Exercise objective: The data below should be copied over with complete accuracy.

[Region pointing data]
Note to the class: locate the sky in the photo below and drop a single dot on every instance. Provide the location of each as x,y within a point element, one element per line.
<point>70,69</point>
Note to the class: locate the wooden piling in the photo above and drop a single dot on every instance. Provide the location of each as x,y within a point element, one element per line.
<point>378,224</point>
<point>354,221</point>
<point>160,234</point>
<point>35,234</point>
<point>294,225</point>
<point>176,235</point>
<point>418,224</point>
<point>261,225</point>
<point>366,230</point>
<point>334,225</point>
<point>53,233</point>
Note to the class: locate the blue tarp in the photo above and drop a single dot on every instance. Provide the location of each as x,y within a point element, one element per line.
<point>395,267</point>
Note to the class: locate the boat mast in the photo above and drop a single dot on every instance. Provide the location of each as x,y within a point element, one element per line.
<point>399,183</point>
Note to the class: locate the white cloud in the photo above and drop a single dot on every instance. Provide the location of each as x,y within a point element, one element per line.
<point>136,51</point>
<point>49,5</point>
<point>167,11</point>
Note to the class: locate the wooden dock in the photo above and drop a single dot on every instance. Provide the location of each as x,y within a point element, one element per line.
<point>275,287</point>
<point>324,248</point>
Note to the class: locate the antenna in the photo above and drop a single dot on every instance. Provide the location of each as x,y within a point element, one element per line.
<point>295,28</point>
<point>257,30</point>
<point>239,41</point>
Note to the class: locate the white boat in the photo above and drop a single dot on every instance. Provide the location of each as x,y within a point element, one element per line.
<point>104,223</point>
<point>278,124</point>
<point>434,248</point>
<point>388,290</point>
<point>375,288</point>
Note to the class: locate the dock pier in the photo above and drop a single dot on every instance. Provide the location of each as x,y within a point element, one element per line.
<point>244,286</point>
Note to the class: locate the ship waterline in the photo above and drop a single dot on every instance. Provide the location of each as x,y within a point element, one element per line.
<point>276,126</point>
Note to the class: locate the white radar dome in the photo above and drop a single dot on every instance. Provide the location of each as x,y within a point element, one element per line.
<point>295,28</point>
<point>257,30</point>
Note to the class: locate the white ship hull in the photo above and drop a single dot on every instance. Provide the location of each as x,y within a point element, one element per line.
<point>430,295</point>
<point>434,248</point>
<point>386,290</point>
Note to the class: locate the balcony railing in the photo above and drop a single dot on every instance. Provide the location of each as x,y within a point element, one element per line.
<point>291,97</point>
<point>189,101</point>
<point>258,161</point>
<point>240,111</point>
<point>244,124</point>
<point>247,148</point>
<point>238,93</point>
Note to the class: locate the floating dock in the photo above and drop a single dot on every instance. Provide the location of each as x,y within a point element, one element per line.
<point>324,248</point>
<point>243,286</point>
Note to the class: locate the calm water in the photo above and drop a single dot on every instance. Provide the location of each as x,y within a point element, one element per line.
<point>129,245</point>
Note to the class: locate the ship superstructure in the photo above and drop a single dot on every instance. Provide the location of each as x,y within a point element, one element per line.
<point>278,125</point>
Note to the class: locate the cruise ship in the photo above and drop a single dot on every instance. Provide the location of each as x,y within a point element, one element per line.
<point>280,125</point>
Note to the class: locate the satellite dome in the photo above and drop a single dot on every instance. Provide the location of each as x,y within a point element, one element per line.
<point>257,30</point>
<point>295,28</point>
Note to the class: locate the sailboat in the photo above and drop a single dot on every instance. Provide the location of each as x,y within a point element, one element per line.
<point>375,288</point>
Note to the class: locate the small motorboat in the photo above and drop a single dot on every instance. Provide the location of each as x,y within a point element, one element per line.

Task answer:
Note to the class: locate the sky in the photo below and drop a single dot on every instance. Provide the location of each as x,y within a point element, one element per line.
<point>70,69</point>
Note to the class: locate the wooden piling in the photo above and drop a single dot on every instance. Provide the location of each as x,y within a point element, one element per line.
<point>378,224</point>
<point>354,221</point>
<point>160,234</point>
<point>35,234</point>
<point>294,225</point>
<point>176,235</point>
<point>418,224</point>
<point>261,225</point>
<point>366,230</point>
<point>334,225</point>
<point>53,233</point>
Note to the class: locate the blue tarp in the photo above and drop a single dot on every instance. Provide the location of each as x,y within a point element, one element per line.
<point>395,267</point>
Note to the class: locate the boat mast in the photo above and drop a single dot on every instance. Provide the location of each as x,y within a point element, one element per line.
<point>399,183</point>
Note to the class: locate the white cloud in the photo above and drop a single dot on every instance. Provide the location of each as x,y within a point element, one element per line.
<point>136,51</point>
<point>49,5</point>
<point>167,11</point>
Note to the class: locate the wooden dock in the photo above and drop a single dot on every instance. Provide the location of each as x,y within a point element, one element per line.
<point>275,287</point>
<point>324,248</point>
Note to the class: locate the antenna in the photo above and drop a single dot on every instance. Provide the location of each as x,y within a point element, one element per line.
<point>295,28</point>
<point>257,30</point>
<point>239,41</point>
Note to the class: locate the white boat in the photo above and drop a single dot on every instance. Provide the location of each as x,y within a point element, one element per line.
<point>104,223</point>
<point>278,124</point>
<point>434,248</point>
<point>388,290</point>
<point>375,288</point>
Note to the class: locate the dock pier in the photo above and drop a single dot on every instance. Provide the location of each as x,y within a point element, one element per line.
<point>244,286</point>
Note to the class: locate the ship waterline in the photo above and drop a single dot on every instance. Provide the location of each as x,y within a point element, one element per line.
<point>276,126</point>
Note to the class: locate the white radar dome in the photo above and drop a single dot on every instance. Provide the location of each as x,y within a point element, one element per line.
<point>295,28</point>
<point>257,30</point>
Note to the class: locate the white ship hull in the photo above and drop a single dot on every instance. Provide the location of each as x,y within a point element, one element per line.
<point>430,295</point>
<point>434,248</point>
<point>386,290</point>
Note to the class: locate the balcony railing in the photo above and drop a single dot on every instance. Provide the location of each as x,y within a point element, one element per line.
<point>291,97</point>
<point>189,101</point>
<point>258,161</point>
<point>240,111</point>
<point>244,124</point>
<point>247,148</point>
<point>238,93</point>
Note to the class: locate the floating dock in the photo above and drop a single dot on every instance. Provide the location of each as x,y within a point element, one element per line.
<point>324,248</point>
<point>243,286</point>
Note to the class: locate the calm water in the photo above and drop a single dot on every instance. Provide the location of each as x,y within a point element, one element per line.
<point>129,245</point>
Note to the class: locate the ship superstructure in the photo above and drop a single dot on every instance. Provide the location of each as x,y within a point element, one element per line.
<point>278,125</point>
Note to the class: locate the cruise ship in the photo above and drop a single dot on every instance. Provide the location of each as x,y within a point element, one element per line.
<point>280,125</point>
Note to the class: locate the satellite dome in the photo above and drop a single dot on every instance. Provide the location of each as x,y within a point element, one element per line.
<point>257,30</point>
<point>295,28</point>
Note to the class: locate the sailboat in the photo above and drop a single dot on every instance. Provide the location of each as x,y within a point element, one element per line.
<point>375,288</point>
Note to the class: locate the small motorboat in the photo above and drop a single dot on every instance. Provide the location of each as x,y within a point element, one element per line.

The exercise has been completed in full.